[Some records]
•••
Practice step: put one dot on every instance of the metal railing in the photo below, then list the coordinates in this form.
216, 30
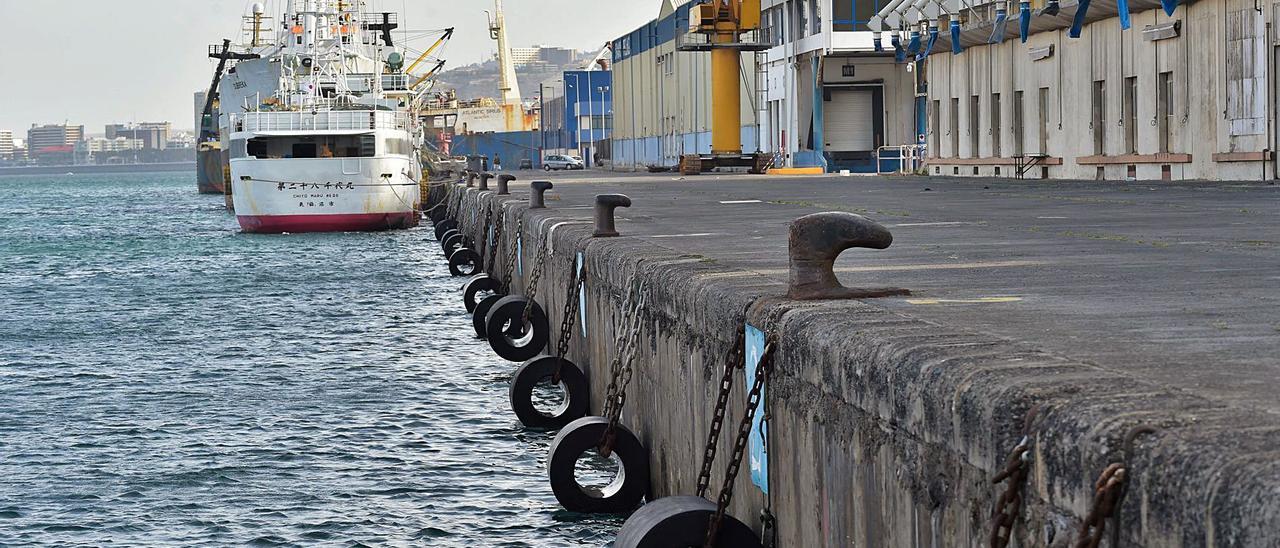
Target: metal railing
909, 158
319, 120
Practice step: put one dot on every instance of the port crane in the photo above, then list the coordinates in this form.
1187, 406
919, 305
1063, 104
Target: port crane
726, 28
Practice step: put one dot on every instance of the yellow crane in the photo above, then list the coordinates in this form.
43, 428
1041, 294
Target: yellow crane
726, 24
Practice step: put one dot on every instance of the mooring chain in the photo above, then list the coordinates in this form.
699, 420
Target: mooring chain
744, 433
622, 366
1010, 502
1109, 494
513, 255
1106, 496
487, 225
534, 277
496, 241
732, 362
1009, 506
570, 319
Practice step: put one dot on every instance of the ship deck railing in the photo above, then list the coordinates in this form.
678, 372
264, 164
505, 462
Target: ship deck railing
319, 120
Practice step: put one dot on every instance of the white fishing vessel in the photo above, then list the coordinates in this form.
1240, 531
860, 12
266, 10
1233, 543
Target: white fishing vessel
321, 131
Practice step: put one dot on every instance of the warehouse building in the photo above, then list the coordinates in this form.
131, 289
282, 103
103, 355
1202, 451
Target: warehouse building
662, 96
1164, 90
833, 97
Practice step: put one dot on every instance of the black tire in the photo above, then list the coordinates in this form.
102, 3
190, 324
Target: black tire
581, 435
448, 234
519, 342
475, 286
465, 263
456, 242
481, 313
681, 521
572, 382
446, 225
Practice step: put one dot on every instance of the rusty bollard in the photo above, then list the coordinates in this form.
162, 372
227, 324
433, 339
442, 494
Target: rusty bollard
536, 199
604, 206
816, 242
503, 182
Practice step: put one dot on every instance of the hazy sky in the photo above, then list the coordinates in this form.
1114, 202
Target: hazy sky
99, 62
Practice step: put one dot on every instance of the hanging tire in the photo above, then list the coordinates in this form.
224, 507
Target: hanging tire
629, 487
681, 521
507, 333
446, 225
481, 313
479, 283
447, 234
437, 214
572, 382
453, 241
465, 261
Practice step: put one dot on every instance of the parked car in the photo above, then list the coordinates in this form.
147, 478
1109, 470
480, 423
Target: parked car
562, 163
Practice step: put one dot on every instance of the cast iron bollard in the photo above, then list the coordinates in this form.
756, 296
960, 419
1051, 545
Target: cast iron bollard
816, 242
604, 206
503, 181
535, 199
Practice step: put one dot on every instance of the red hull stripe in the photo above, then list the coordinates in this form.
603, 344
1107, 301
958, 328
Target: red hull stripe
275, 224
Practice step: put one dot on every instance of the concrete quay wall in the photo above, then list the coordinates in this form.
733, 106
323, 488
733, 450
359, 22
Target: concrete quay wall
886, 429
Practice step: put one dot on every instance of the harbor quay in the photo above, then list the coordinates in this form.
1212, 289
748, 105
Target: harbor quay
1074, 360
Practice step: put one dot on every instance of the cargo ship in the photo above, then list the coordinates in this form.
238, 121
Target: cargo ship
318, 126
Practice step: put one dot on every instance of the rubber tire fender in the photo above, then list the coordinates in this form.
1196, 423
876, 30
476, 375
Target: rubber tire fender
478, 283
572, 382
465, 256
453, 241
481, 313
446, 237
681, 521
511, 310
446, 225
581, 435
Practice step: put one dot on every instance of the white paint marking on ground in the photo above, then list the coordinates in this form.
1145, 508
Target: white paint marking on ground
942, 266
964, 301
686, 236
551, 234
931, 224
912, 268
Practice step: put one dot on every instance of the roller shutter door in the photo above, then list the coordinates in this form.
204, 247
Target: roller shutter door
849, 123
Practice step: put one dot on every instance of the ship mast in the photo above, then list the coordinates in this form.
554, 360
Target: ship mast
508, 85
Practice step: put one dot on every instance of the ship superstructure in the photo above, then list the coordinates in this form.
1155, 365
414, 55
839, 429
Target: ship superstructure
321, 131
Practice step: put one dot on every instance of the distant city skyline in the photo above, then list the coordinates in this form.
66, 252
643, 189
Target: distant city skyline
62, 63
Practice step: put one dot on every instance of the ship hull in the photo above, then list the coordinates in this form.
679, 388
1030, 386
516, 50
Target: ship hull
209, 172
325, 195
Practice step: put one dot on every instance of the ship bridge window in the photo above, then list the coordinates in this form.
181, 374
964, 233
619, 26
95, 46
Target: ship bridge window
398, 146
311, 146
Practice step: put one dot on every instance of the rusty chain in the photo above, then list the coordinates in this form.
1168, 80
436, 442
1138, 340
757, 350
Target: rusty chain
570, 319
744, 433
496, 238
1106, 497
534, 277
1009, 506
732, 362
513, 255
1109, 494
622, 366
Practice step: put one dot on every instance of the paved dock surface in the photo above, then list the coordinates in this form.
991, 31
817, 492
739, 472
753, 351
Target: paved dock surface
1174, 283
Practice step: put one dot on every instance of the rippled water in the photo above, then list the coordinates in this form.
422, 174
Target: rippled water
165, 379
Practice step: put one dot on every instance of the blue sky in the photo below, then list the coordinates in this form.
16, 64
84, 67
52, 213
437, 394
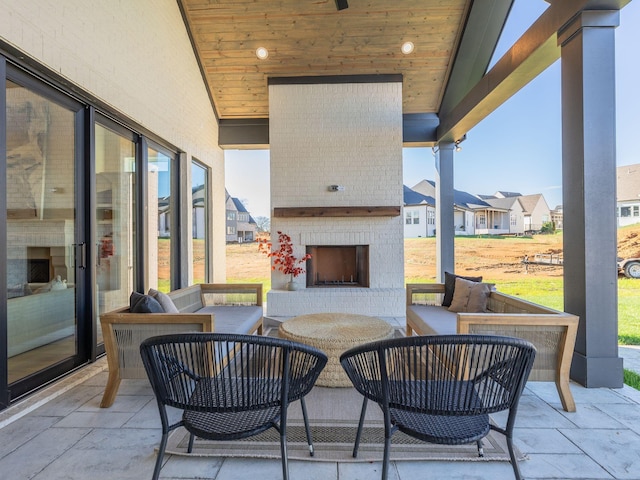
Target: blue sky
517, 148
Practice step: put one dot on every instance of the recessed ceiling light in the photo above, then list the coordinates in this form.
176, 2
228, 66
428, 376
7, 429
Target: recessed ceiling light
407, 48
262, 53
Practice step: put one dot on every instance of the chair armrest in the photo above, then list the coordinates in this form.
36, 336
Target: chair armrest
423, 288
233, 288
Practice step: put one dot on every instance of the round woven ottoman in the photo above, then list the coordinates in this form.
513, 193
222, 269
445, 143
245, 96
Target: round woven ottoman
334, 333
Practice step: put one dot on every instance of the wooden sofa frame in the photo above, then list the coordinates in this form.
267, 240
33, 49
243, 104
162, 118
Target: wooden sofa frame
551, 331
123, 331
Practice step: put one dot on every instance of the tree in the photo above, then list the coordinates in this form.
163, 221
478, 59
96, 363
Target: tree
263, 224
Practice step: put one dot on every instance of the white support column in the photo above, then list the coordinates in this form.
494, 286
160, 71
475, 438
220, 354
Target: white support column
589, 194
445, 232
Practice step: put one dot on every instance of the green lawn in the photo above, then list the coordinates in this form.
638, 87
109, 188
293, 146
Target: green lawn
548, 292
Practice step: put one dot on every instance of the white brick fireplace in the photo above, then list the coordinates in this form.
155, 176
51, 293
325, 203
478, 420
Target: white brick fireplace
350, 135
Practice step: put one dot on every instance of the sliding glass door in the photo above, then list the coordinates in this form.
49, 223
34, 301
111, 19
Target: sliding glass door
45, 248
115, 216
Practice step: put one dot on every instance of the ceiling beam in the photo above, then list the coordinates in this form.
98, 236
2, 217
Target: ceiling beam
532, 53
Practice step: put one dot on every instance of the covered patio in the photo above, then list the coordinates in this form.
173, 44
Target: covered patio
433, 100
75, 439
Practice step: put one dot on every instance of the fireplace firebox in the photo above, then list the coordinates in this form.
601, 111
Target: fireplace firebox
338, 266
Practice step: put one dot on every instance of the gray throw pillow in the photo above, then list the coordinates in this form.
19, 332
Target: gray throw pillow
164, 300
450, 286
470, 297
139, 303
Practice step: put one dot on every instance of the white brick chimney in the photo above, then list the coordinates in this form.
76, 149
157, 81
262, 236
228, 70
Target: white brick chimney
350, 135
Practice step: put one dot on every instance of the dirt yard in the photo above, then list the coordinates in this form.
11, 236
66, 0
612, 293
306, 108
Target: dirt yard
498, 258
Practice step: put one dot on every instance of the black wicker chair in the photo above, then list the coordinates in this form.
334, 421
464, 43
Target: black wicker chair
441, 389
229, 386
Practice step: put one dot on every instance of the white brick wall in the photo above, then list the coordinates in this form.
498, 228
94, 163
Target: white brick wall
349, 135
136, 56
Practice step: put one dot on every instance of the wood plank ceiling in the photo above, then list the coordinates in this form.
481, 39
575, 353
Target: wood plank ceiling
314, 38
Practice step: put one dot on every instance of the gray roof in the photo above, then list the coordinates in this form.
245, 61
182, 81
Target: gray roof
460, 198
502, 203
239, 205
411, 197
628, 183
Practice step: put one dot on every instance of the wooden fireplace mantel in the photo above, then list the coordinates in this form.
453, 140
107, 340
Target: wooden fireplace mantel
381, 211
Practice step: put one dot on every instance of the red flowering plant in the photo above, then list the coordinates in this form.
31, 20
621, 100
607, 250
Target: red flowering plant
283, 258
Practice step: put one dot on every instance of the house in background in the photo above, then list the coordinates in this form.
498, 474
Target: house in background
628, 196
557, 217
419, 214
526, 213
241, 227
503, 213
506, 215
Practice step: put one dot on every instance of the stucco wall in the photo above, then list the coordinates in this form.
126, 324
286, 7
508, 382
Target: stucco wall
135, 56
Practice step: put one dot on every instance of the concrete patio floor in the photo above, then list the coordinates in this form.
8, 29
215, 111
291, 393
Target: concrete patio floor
•••
**Given exercise:** Starting at the line that contains "the wood plank" and continuing through the end of the records, rewrite those lines with "stucco wall" changed to "plaster wall" and everything else left as it is.

**Reply:**
Practice step: put one dot on every instance of the wood plank ceiling in the photo above, then list the coordinates in this form.
481, 39
575, 353
Target: wood plank ceiling
314, 38
Practice step: put one dot on every instance of the gray roof in the photo above, then list the coordinates in this form.
245, 61
182, 81
Target: gray roof
460, 198
502, 203
239, 205
411, 197
628, 183
Practice step: put one dot on every instance of the wooden fireplace mantel in the photo above, then list the coordinates in this form.
453, 140
107, 340
Target: wooden fireplace mantel
381, 211
Practice step: put one dot on every instance of the red flowering plant in the photo above, then list the coordinates in this form.
31, 20
621, 100
607, 250
Target: red flowering plant
283, 258
Practice step: put one dot on every instance of the house in background in the photo above, then list the coordinates in this form.
498, 474
Target: house in background
628, 196
557, 217
419, 214
526, 213
241, 227
503, 213
506, 215
Practice step: put one dot on every instance of the plaster wall in the photo above, then list the coordinates in this form.
126, 324
286, 7
508, 382
Target: plaster wall
135, 56
Practice step: put one dot on every instance of the concrete patio floor in the photo above, then list the coordinates in this form.
8, 29
215, 111
291, 393
Target: concrete patio floor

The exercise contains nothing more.